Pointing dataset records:
══════════════════════════════

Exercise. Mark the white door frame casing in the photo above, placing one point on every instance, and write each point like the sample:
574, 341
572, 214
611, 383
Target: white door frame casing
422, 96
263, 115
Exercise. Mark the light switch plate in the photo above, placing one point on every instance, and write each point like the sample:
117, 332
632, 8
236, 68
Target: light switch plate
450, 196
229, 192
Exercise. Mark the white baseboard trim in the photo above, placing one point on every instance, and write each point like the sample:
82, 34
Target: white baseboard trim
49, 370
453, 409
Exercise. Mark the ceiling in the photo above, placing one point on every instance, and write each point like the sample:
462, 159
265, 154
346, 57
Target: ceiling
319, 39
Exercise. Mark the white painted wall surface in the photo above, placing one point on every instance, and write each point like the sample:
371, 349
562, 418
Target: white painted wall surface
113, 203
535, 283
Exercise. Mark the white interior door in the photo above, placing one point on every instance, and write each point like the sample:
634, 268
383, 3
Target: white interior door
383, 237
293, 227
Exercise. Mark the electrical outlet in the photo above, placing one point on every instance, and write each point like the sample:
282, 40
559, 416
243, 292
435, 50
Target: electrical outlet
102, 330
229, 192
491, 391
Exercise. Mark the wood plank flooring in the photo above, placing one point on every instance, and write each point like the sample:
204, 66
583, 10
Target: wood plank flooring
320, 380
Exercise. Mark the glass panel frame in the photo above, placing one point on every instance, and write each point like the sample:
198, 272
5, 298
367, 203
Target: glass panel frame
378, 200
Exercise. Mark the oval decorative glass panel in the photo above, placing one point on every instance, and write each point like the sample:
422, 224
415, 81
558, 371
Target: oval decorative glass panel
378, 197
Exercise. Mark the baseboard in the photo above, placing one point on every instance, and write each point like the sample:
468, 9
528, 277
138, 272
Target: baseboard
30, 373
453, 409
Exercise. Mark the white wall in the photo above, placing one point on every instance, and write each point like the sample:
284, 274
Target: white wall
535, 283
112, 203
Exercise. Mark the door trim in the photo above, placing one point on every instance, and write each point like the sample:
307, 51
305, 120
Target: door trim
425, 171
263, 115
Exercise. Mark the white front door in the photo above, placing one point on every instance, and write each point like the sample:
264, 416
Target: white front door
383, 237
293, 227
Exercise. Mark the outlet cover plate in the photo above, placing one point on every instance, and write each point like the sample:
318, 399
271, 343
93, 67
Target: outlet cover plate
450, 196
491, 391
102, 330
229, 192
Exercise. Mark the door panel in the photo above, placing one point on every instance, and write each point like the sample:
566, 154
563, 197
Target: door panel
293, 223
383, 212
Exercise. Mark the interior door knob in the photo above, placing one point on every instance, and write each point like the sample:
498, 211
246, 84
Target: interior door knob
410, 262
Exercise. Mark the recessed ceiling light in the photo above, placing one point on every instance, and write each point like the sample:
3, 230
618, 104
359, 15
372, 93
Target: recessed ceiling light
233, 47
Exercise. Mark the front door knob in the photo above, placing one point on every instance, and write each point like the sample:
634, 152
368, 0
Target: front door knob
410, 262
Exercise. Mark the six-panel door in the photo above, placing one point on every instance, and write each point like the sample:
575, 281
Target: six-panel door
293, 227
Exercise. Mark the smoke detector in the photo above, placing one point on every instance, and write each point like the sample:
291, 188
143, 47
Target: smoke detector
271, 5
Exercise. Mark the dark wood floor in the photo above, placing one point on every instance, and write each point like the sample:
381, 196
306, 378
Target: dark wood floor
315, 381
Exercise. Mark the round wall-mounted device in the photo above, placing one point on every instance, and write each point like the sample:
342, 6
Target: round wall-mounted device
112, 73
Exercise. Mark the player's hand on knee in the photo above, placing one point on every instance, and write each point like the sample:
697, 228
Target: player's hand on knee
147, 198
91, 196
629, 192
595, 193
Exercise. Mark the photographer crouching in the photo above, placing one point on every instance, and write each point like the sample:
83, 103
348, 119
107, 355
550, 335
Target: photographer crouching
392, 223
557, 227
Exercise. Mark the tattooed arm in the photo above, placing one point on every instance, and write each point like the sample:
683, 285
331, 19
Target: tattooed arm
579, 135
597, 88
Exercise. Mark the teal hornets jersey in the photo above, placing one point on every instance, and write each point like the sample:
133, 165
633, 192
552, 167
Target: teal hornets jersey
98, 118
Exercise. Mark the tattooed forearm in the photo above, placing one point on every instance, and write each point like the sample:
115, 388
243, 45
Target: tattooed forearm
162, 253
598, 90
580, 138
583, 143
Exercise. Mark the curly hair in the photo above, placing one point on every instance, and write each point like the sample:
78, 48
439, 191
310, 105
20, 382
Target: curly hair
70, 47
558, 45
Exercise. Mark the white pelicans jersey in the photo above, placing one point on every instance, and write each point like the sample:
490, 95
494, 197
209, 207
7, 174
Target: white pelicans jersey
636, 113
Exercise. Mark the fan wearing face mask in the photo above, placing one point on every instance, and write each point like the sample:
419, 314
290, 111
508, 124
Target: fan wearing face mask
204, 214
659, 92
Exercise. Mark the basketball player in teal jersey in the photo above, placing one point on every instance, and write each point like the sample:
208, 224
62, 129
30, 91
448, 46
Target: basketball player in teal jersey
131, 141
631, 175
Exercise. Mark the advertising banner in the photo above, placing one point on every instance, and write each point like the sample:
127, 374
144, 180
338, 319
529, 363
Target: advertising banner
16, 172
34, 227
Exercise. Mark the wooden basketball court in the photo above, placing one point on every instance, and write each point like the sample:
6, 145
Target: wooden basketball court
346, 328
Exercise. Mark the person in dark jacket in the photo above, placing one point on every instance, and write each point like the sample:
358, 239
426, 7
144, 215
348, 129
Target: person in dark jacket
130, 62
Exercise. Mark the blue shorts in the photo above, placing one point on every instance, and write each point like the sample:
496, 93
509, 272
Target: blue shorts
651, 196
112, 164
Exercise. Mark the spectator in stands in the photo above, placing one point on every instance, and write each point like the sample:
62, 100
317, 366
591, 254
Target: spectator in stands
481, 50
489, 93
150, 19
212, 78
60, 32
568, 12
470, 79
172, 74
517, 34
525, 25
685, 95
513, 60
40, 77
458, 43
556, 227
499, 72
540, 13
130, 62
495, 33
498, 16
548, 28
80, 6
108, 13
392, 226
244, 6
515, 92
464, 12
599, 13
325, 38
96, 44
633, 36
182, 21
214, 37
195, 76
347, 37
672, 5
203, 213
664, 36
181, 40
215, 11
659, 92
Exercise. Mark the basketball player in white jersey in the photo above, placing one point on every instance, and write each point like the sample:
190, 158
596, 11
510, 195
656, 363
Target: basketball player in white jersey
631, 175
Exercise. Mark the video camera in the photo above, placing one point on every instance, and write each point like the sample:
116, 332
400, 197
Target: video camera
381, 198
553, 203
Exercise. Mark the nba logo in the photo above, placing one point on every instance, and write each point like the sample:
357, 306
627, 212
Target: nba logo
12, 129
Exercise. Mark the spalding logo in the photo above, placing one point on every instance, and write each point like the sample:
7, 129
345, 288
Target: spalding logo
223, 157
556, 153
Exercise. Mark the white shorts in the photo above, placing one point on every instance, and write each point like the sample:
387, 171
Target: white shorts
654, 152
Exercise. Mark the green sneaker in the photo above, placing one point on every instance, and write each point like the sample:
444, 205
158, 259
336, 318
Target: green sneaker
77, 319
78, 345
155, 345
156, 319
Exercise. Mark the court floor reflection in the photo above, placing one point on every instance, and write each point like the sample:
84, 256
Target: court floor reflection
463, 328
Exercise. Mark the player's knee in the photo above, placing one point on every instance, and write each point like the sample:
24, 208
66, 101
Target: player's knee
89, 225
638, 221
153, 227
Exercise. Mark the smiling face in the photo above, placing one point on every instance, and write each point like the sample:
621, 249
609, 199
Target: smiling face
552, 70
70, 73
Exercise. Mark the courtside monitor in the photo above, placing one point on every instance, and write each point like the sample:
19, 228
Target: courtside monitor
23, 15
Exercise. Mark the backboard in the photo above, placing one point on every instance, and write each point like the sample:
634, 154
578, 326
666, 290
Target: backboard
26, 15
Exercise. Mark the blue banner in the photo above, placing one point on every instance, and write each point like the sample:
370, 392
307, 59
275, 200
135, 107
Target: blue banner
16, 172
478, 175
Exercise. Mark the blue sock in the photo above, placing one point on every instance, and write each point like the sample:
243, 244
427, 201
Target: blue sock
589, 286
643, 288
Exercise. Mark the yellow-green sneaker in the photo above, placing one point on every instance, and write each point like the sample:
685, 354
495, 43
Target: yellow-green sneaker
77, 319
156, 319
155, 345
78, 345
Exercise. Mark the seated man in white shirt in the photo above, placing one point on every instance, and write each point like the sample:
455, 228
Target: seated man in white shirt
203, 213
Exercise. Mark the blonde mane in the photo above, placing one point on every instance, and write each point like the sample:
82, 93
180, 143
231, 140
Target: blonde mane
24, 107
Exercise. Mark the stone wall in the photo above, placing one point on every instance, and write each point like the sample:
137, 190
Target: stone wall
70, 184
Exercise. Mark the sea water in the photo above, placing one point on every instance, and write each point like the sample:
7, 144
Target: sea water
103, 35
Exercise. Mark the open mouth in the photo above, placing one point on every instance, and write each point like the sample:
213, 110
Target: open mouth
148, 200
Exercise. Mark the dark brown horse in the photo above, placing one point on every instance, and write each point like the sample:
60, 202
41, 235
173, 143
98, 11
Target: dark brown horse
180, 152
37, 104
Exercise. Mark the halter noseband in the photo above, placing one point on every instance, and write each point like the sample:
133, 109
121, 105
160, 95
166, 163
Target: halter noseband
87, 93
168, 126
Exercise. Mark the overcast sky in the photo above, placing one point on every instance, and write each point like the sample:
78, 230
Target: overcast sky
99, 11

══════════════════════════════

The exercise: Return the lines from the line containing "Exercise. Mark the backboard" to the end of the entries above, exactly as they appear and with no other output.

Exercise response:
Exercise. Mark the backboard in the photo above, placing one point on every instance, and write each point like the sample:
634, 154
578, 326
666, 290
Target: backboard
26, 15
Exercise. Mark the blue banner in the photo above, placing one point on every instance, and write each point like the sample:
370, 392
307, 59
275, 200
135, 107
Target: blue banner
16, 172
478, 175
Exercise. Mark the blue sock in the photo above, placing one point on every instance, and write each point like the sample:
243, 244
427, 201
Target: blue sock
589, 286
643, 288
Exercise. Mark the yellow-green sneaker in the photo above, placing one point on every instance, and write each point like the sample:
685, 354
495, 43
Target: yellow-green sneaker
77, 319
156, 319
155, 345
78, 345
Exercise. Mark the seated man in white shirt in the photo above, placing one point on every instance, and write each point like the sample:
455, 228
Target: seated man in white shirt
203, 213
Exercise. Mark the blonde mane in the photo above, placing one point on every instance, and write each point like the sample:
82, 93
180, 143
231, 140
Target: blonde mane
24, 107
Exercise. Mark the stone wall in the photo above, placing one point on every instance, and write each point like the sample:
137, 190
Target: stone wall
70, 184
Exercise. Mark the sea water in the photo above, placing one point on every instance, and write each point like the sample:
7, 144
Target: sea water
103, 35
Exercise. Mark the open mouth in the photo above, placing one point on every instance, and write each point like the sample:
213, 110
Target: open mouth
148, 200
Exercise. Mark the dark brown horse in the photo above, placing one point on every instance, and write each point like the sample:
60, 202
41, 235
173, 143
98, 11
Target: dark brown horse
180, 152
37, 104
Exercise. Mark the halter noseband in the photo above, placing one point on every instance, and write each point like the sample:
133, 109
121, 105
160, 95
166, 163
Target: halter noseband
87, 93
168, 126
Exercise. Mark the overcast sky in the photo above, placing one point on every instance, and write each point like the sample:
78, 230
Target: overcast sky
99, 11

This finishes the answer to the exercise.